How to complete this task
This exercise calls for every line of the listing below that contains the word "left".

Input data
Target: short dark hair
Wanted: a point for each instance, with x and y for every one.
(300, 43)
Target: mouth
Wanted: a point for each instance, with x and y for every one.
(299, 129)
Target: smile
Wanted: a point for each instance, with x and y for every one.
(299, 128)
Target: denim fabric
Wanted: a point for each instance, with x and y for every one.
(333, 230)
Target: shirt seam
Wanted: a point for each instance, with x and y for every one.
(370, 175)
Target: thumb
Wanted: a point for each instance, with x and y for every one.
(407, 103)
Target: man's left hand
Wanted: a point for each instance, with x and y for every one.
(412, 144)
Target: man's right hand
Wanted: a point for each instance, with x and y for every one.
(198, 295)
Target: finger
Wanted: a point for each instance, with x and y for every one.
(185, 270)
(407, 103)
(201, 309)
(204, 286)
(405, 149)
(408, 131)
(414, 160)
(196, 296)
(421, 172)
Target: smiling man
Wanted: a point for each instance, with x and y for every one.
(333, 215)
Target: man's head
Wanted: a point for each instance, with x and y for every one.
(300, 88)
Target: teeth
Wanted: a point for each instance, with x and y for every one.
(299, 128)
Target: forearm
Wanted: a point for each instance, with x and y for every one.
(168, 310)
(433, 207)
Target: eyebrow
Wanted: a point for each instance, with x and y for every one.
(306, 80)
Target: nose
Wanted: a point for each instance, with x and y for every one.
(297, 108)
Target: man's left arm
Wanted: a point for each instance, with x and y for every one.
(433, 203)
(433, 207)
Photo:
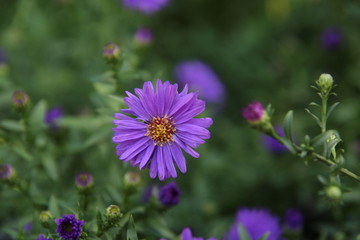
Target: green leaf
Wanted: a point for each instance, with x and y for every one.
(131, 232)
(265, 236)
(323, 137)
(244, 235)
(331, 109)
(314, 116)
(288, 125)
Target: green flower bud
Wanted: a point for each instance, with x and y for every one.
(113, 213)
(46, 218)
(325, 83)
(132, 179)
(333, 192)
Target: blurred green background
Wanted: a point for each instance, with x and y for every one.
(268, 50)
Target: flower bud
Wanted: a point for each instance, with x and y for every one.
(84, 181)
(333, 192)
(46, 218)
(20, 100)
(132, 179)
(256, 115)
(111, 52)
(325, 83)
(113, 213)
(7, 173)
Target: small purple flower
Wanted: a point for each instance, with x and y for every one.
(7, 172)
(331, 38)
(68, 227)
(294, 219)
(20, 99)
(163, 126)
(271, 144)
(253, 112)
(169, 195)
(200, 77)
(84, 180)
(41, 237)
(52, 116)
(147, 7)
(256, 222)
(144, 36)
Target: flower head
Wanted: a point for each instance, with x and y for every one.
(256, 222)
(20, 99)
(52, 116)
(7, 172)
(68, 227)
(294, 219)
(144, 36)
(147, 7)
(271, 144)
(84, 180)
(169, 194)
(41, 237)
(202, 78)
(331, 38)
(163, 127)
(111, 51)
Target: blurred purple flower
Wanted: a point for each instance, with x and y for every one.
(200, 77)
(163, 126)
(143, 36)
(52, 116)
(41, 237)
(294, 219)
(271, 144)
(68, 227)
(331, 38)
(169, 195)
(147, 7)
(256, 222)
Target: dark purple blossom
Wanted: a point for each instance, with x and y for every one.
(6, 172)
(200, 77)
(147, 7)
(41, 237)
(144, 36)
(253, 112)
(331, 38)
(163, 126)
(271, 144)
(256, 222)
(52, 116)
(169, 195)
(84, 180)
(68, 227)
(294, 219)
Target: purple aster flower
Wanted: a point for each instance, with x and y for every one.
(271, 144)
(202, 78)
(84, 180)
(294, 219)
(331, 38)
(169, 194)
(163, 126)
(7, 172)
(254, 112)
(256, 222)
(147, 7)
(41, 237)
(52, 116)
(68, 227)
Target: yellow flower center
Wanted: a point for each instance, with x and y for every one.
(161, 130)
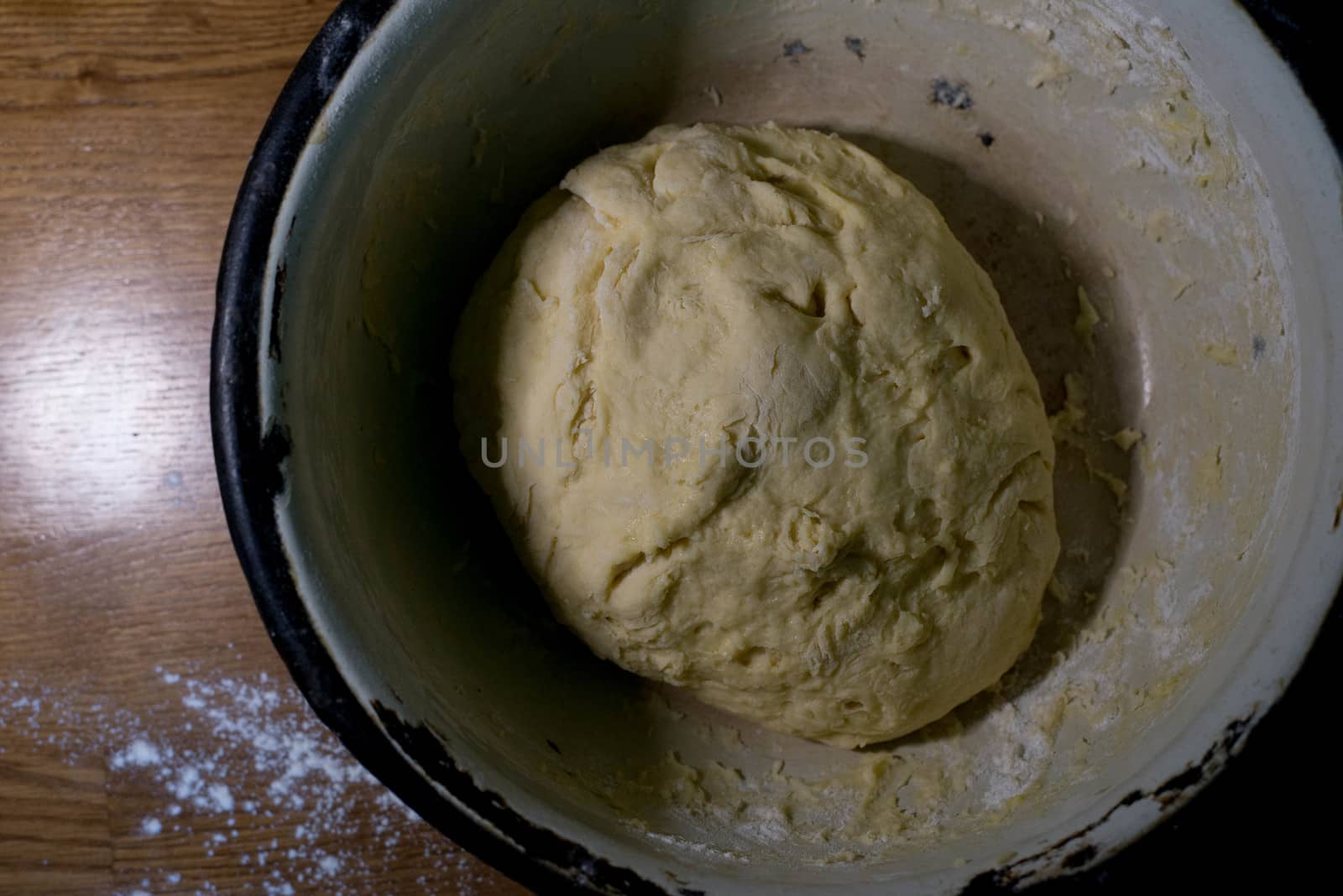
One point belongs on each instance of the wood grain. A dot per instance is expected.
(125, 128)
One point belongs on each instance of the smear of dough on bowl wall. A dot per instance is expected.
(1126, 227)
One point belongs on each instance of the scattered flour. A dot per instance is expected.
(230, 753)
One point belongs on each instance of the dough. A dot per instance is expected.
(736, 289)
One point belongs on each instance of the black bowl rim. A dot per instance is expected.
(248, 464)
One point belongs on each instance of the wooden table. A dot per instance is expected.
(127, 628)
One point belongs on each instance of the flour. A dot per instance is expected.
(228, 753)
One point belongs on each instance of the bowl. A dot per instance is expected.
(1158, 206)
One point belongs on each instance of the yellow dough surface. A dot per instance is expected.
(665, 349)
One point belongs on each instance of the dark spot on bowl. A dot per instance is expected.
(954, 94)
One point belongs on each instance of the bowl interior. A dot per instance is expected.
(1083, 150)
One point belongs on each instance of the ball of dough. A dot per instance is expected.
(718, 298)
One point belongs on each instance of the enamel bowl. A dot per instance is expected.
(1152, 161)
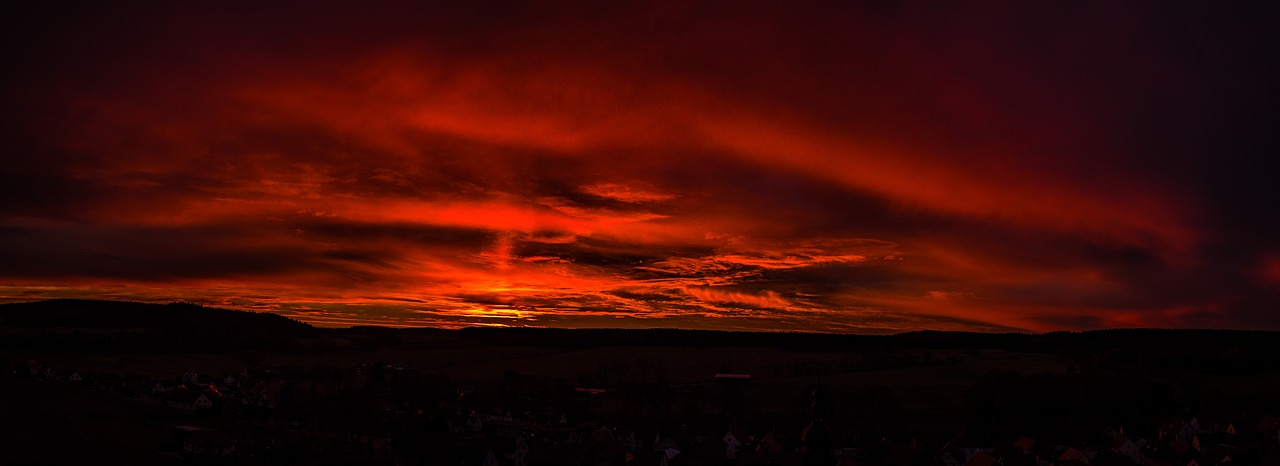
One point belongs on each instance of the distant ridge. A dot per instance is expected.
(190, 327)
(178, 325)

Exercise response
Target: man's left hand
Target: man's left arm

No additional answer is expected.